SA Property Advice - The Consumer’s Guide to Buying and Selling a Home (Part II)

Part II – Consumer’s Guide to Selling

 

Selling a home, is probably the largest decision most consumers will make, yet they often take less time when doing so than they would when, say, buying a new car. That is simply because selling immovable property is unfamiliar territory to most people who, as a result, really do not understand the process or know what questions to ask.

 

Working with an estate agent

 

While you can sell your home without using the services of a registered estate agent you must remember that this can often be a very complicated process, especially if you do not have any experience in doing so.

 

Some of the questions that will arise when selling a home include:

 

• What is the best possible price for your home?

• Where do you find a buyer?

• How do you qualify a buyer?

• What facts must you disclose?

• What paperwork is required?

• Will the contract of sale be legal and binding?

• How is ownership to be transferred to the buyer?

• What do you do about existing mortgage bonds?

• Does the buyer qualify for mortgage finance?

• Who will ensure that you get your money?

 

The registration of estate agents

 

It is important for you to know that the person who you select to market your home for sale must:

 

• Be registered with the Estate Agency Affairs Board (EAAB); and

• Have been issued with a valid fidelity fund certificate, or licence to operate as an estate agent, by the EAAB.

 

Before you deal with any estate agent you should always ask that estate agent to show you the fidelity fund certificate that has been issued to him/her by the EAAB. Carefully check the fidelity fund certificate to make sure that it is valid for the current year. If you have any doubts contact the EAAB for assistance.

 

How do you choose an estate agent?

 

Ask family, friends, neighbours and fellow employees who have recently bought or sold a home to recommend their choice of estate agent to you.

 

You could also telephone or visit several local estate agency firms to find out if they have experience in selling homes that are similar to yours.

 

Looking at advertisements in the news media and using the internet are also good ways to find estate agents who specialise in selling homes in your area. Get as much information as you can on:

 

• Their background;

• How long they have been in business;

• Some of their previous clients;

• Their levels of knowledge and expertise; and, especially

• Their fees or rates of commission.

 

What will an estate agent charge to render an estate agency service?

 

Estate agents, in general, work on a commission basis and are paid for their services once the sale of your property has been successfully concluded. As the seller you will be asked to agree to pay a fee, in the form of a commission, to the estate agent. The commission will usually be calculated as a percentage of the total selling price of your property or may, sometimes, be a fixed monetary amount. Check whether or not the commission includes VAT There is no fixed commission tariff. You must negotiate the rate of commission with your estate agent.

 

Offers to purchase

 

Once an interested buyer has been found a written Offer to Purchase your home will be prepared, usually on a standard form. Make sure that your estate agent explains the process of receiving and reviewing offers to you. Do not be surprised if you are presented with offers at prices that differ substantially from your asking price.

 

Your estate agent must present all written offers that have received for your home to you for consideration. If several offers are brought to you at the same time you are not obliged to accept any one offer over another.

 

Your estate agent will help you to understand the terms and conditions in the offer(s) to purchase and will also give you advice that you may need. At the end of the day, however, the decision whether or not to accept an Offer to Purchase is yours.

Collected material:
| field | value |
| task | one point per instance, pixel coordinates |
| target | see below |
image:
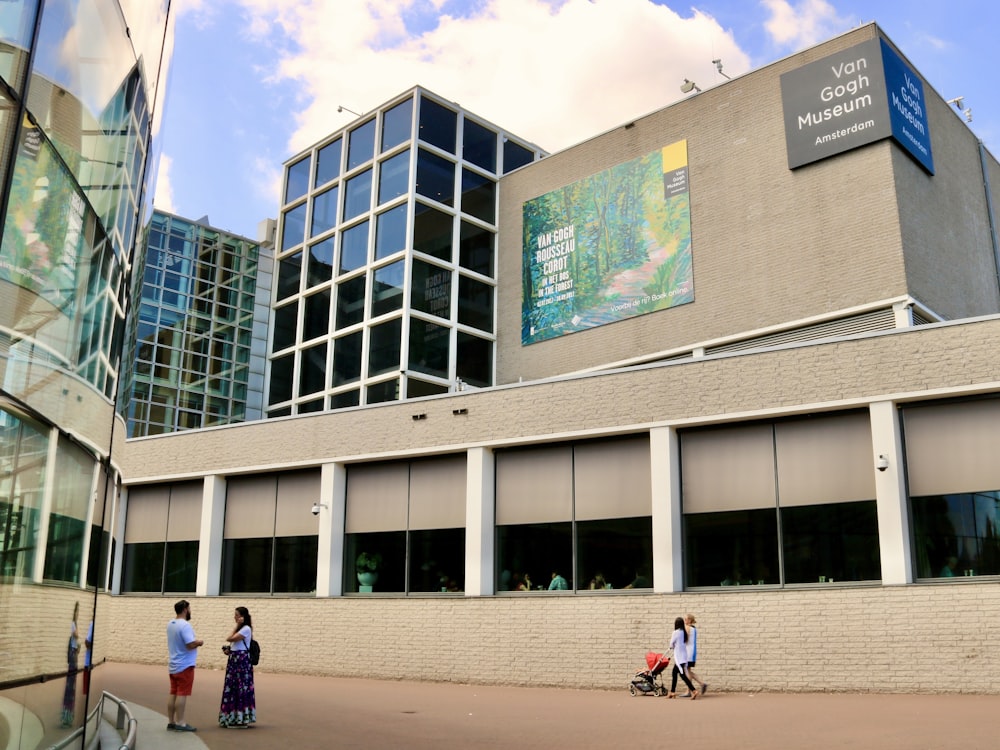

Problems to solve:
• 1. From the home-selling guide, extract the passage starting with "While you can" and going on through "qualify a buyer?", copying it word for word.
• 2. Continue the guide on selling a home from the point where it stops.
The material comes from a separate source and is unrelated to the home-selling guide.

The answers:
• 1.
While you can sell your home without using the services of a registered estate agent you must remember that this can often be a very complicated process, especially if you do not have any experience in doing so.

 

Some of the questions that will arise when selling a home include:

 

• What is the best possible price for your home?

• Where do you find a buyer?

• How do you qualify a buyer?

• 2.
 

Before you make a decision you may want the estate agent to prepare an estimate of the cash proceeds that you will receive when the sale is completed. This will be based on the sale that has been offered and the financing arrangements contained in the offers as well as the commission that you will have to pay to the estate agent, and the amount that you owe to the bank. You are under no obligation to accept any offer from, or to make a counter-offer to, the proposed buyer. Be aware, however if you reject an offer which exactly meets all the terms that you agreed to in the mandate you will be legally obliged to pay commission to the estate agency firm.

 

Giving a selling mandate to the estate agent of your choice

 

When you have chosen a professional estate agent to help you to market your home for sale, that estate agent will use market research methods, along with his/her knowledge, experience and expertise, to set the best possible selling (also called the listing”) price for your home. Remember that the selling price that you decide on must be attractive to potential buyers under current property market conditions.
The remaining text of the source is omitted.